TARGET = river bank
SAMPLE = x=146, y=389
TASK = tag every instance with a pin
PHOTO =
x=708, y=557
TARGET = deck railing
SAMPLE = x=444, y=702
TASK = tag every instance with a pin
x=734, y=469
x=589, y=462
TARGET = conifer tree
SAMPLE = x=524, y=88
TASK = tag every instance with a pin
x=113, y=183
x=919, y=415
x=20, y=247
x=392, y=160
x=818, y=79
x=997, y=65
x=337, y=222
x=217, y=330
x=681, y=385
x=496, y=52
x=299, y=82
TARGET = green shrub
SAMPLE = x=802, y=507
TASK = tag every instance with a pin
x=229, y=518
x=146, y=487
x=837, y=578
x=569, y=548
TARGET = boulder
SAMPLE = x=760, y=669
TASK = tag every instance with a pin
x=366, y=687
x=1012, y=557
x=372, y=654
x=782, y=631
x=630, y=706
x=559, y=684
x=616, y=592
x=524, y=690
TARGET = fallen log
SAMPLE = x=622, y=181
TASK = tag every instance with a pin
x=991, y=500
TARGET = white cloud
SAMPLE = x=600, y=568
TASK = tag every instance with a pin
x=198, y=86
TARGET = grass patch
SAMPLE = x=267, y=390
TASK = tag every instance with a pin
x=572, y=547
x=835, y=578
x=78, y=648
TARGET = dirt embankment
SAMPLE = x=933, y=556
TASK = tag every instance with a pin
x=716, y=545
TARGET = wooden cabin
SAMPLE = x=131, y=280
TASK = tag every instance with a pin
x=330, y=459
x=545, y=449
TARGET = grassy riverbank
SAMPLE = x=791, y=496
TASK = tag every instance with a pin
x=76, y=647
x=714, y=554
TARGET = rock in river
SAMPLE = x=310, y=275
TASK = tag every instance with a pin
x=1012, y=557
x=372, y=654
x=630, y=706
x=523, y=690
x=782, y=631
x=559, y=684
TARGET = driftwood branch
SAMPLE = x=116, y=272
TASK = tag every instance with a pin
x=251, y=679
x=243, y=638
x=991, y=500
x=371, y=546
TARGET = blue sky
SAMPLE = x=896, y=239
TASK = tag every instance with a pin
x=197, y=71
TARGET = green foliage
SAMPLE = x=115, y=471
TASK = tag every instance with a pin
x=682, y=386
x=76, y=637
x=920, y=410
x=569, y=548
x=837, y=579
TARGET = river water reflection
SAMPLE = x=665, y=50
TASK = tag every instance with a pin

### The problem
Give these lines as a Markdown table with one row per line, the columns headed Row and Line, leaving out blank lines and covering all the records.

### Written response
| Row | Line |
|---|---|
| 1 | TARGET = river bank |
| 2 | SAMPLE = x=146, y=389 |
| 3 | TASK = tag every instance with a pin |
| 4 | PHOTO = |
| 5 | x=708, y=557 |
| 6 | TARGET = deck railing |
| 7 | SAMPLE = x=444, y=702 |
| 8 | TASK = tag every instance with a pin |
| 9 | x=734, y=469 |
| 10 | x=589, y=462 |
| 11 | TARGET = conifer tree |
| 12 | SAMPLE = x=524, y=88 |
| 13 | TASK = tag every instance with a pin |
| 14 | x=113, y=183 |
| 15 | x=919, y=415 |
| 16 | x=20, y=247 |
| 17 | x=392, y=160 |
| 18 | x=818, y=79 |
| 19 | x=997, y=65 |
| 20 | x=337, y=222 |
| 21 | x=217, y=330 |
| 22 | x=681, y=385 |
| 23 | x=496, y=52 |
| 24 | x=299, y=82 |
| 25 | TARGET = green shrub |
| 26 | SAMPLE = x=802, y=507 |
| 27 | TASK = tag every instance with a pin |
| 28 | x=229, y=518 |
| 29 | x=146, y=487 |
| 30 | x=837, y=578 |
| 31 | x=569, y=548 |
| 32 | TARGET = boulder |
| 33 | SAMPLE = x=760, y=669 |
| 34 | TASK = tag every instance with a pin |
| 35 | x=366, y=687 |
| 36 | x=1012, y=557 |
| 37 | x=372, y=654 |
| 38 | x=782, y=631 |
| 39 | x=630, y=706 |
| 40 | x=559, y=684 |
| 41 | x=616, y=592 |
| 42 | x=524, y=690 |
| 43 | TARGET = fallen log |
| 44 | SAMPLE = x=622, y=181 |
| 45 | TASK = tag every instance with a pin |
| 46 | x=991, y=500 |
| 47 | TARGET = white cloud |
| 48 | SAMPLE = x=600, y=568 |
| 49 | TASK = tag every instance with a pin |
| 50 | x=198, y=86 |
| 51 | TARGET = grass patch |
| 52 | SAMPLE = x=267, y=390 |
| 53 | TASK = tag every instance with a pin |
| 54 | x=572, y=547 |
| 55 | x=835, y=578 |
| 56 | x=78, y=648 |
| 57 | TARGET = dirt embankment |
| 58 | SAMPLE = x=933, y=556 |
| 59 | TASK = tag every instance with a pin |
| 60 | x=716, y=545 |
| 61 | TARGET = wooden cabin |
| 62 | SAMPLE = x=131, y=280 |
| 63 | TASK = tag every instance with a pin |
| 64 | x=330, y=459 |
| 65 | x=545, y=449 |
| 66 | TARGET = grassy riverbank |
| 67 | SAMPLE = x=791, y=496 |
| 68 | TASK = tag every instance with a pin |
| 69 | x=76, y=647 |
| 70 | x=714, y=554 |
| 71 | TARGET = rock in river |
| 72 | SAMPLE = x=310, y=275 |
| 73 | TASK = tag every instance with a pin |
| 74 | x=1012, y=557 |
| 75 | x=372, y=654 |
| 76 | x=630, y=706 |
| 77 | x=523, y=690 |
| 78 | x=782, y=631 |
| 79 | x=559, y=684 |
| 80 | TARGET = driftwood branch |
| 81 | SAMPLE = x=116, y=272 |
| 82 | TASK = tag every instance with a pin |
| 83 | x=251, y=679 |
| 84 | x=243, y=638 |
| 85 | x=991, y=500 |
| 86 | x=371, y=546 |
| 87 | TARGET = blue sky |
| 88 | SAMPLE = x=896, y=239 |
| 89 | TASK = tag every instance with a pin |
| 90 | x=197, y=71 |
| 91 | TARGET = green foliage |
| 92 | SAMPLE = x=115, y=471 |
| 93 | TASK = tag every instance with a pin |
| 94 | x=682, y=386 |
| 95 | x=76, y=637 |
| 96 | x=920, y=410 |
| 97 | x=569, y=548 |
| 98 | x=837, y=579 |
| 99 | TARGET = river water reflection |
| 100 | SAMPLE = x=665, y=50 |
| 101 | TASK = tag every instance with a pin |